━━━ Data under study ━━━

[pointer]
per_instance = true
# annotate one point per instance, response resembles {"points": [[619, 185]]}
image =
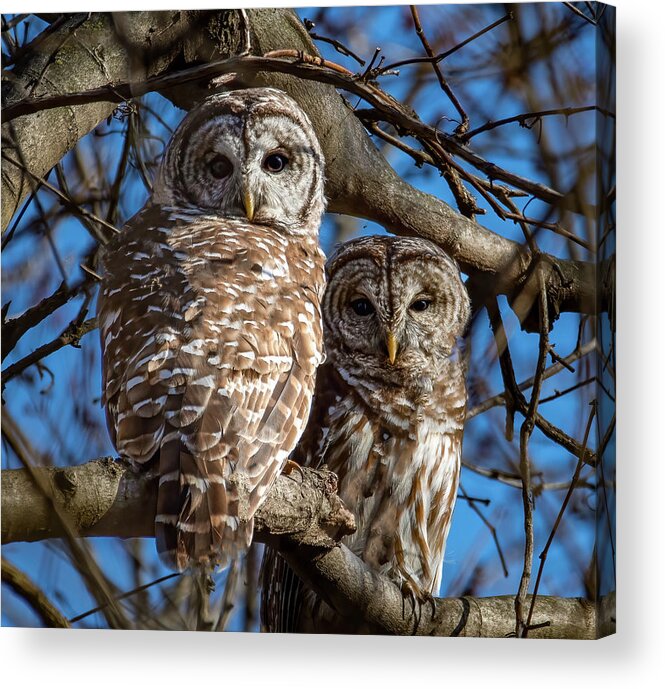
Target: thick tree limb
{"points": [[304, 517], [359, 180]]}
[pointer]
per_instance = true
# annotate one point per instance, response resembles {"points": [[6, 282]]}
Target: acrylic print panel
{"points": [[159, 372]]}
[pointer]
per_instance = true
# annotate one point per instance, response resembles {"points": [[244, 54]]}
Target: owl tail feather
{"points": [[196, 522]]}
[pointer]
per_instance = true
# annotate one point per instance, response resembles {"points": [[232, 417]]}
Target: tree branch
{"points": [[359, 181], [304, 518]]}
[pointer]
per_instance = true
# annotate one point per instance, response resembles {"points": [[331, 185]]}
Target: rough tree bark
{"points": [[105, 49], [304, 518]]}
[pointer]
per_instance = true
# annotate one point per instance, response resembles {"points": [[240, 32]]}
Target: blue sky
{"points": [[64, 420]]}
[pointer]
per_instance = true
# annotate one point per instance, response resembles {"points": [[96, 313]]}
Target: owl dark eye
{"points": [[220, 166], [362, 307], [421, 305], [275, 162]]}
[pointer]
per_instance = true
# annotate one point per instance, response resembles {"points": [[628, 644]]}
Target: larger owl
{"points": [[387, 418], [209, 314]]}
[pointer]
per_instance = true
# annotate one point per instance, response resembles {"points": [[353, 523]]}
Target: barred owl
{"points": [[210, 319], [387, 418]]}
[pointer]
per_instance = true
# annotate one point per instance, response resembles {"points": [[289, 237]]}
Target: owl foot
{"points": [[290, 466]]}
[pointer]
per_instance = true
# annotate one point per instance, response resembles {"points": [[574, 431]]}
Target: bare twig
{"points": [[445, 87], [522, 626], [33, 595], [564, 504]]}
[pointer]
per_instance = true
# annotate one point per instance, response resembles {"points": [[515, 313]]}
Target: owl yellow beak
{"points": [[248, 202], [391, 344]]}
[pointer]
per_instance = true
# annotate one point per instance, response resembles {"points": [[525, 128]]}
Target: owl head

━━━

= Work task =
In the listing above, the line with "Target: barred owl" and every line after it must be set down word for word, and no other line.

= Exercise solution =
Target: barred owl
{"points": [[210, 319], [387, 418]]}
[pointer]
per_instance = true
# annotate one point per instance, response resembles {"points": [[289, 237]]}
Target: owl foot
{"points": [[290, 466]]}
[pointer]
per_instance = true
# annotate one point per instance, response resembles {"points": [[574, 431]]}
Target: bare twig
{"points": [[445, 87], [522, 626], [33, 595], [564, 504]]}
[pointer]
per_instance = true
# annotate one point per instance, response resembles {"points": [[515, 313]]}
Target: owl yellow beak
{"points": [[248, 202], [391, 344]]}
[pointer]
per_instance = true
# annotate one point per instance, response resembles {"points": [[525, 128]]}
Target: owl head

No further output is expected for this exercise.